(begin)

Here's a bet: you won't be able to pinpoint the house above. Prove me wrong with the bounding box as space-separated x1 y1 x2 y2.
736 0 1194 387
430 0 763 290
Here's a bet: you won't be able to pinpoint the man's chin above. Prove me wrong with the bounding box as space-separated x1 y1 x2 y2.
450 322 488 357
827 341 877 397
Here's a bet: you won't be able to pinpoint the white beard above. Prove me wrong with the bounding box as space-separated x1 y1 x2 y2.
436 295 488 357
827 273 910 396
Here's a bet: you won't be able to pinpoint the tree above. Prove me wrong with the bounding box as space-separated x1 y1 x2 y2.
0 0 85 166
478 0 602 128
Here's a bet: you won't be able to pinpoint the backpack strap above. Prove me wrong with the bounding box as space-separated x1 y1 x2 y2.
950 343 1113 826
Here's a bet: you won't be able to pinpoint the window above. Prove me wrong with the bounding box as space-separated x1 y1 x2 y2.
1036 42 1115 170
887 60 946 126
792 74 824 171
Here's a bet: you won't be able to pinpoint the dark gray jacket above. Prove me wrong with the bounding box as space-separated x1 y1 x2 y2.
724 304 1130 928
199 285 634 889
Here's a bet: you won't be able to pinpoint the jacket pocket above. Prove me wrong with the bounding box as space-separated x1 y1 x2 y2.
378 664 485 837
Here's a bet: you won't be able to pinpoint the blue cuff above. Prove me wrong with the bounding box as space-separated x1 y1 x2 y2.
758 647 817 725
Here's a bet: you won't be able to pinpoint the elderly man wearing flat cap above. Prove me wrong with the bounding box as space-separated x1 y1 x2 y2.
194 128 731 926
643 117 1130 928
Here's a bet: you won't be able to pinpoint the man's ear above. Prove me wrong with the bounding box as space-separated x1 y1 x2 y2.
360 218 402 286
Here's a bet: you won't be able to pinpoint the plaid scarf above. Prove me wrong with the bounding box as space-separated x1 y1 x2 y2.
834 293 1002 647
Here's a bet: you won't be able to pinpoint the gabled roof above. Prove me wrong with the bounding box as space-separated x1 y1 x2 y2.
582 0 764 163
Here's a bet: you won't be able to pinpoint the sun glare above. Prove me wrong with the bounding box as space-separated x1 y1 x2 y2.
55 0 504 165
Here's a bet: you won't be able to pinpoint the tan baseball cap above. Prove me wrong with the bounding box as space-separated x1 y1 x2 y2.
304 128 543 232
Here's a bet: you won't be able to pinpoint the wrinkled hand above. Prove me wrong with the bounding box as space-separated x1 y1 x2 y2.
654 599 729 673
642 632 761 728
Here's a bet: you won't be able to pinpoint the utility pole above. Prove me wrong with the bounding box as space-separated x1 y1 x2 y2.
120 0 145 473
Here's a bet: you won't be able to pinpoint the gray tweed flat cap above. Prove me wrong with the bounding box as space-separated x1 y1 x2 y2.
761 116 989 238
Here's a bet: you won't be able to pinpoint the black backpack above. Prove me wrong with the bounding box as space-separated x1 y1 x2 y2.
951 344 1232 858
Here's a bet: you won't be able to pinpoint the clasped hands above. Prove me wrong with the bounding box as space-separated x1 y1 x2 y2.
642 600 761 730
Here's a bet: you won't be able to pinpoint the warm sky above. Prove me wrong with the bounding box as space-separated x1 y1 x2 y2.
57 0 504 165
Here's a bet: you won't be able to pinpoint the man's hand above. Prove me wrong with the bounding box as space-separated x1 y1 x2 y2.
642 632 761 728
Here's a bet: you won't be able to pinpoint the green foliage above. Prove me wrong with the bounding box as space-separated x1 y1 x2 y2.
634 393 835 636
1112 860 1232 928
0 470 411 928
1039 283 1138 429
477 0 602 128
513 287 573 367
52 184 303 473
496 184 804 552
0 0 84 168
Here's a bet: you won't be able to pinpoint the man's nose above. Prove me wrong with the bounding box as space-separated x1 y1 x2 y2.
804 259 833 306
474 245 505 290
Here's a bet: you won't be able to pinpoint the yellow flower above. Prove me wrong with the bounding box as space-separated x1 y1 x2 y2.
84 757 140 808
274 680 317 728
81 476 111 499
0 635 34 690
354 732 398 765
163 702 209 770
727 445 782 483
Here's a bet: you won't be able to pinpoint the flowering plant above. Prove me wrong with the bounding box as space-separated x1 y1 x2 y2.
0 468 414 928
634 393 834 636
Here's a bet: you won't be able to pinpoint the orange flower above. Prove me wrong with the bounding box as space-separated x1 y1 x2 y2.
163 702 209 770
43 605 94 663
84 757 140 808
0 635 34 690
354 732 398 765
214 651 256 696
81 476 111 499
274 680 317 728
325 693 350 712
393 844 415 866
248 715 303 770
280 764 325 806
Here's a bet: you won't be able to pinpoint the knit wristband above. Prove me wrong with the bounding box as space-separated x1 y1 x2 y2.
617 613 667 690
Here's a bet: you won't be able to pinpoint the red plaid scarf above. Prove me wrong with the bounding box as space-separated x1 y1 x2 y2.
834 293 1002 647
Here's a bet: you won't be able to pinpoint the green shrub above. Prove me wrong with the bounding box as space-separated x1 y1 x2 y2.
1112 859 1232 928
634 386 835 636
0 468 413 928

(end)

▸ DO THIS: Convert the items, starting at the line that contains "Here's a bet: you won't be able to pinpoint the white" and ending with the line that contains "478 0 602 128", into a two-column CSV with the headers item_text and answer, one row per item. Put each field in double quotes and replace any line breaks inside a field with spaces.

▸ EXERCISE RESULT:
item_text,answer
"Here's a bet: you won't be able to pinpoint the white beard above. Prove me wrong with the bounding box as space-separated x1 y1 x2 y2.","436 295 488 357 827 273 910 396"
"Here's a bet: you won't be able to pinpoint the tree above. Prove me wrong with the bounding box as space-separated x1 y1 x2 y2.","0 0 85 166 478 0 602 128"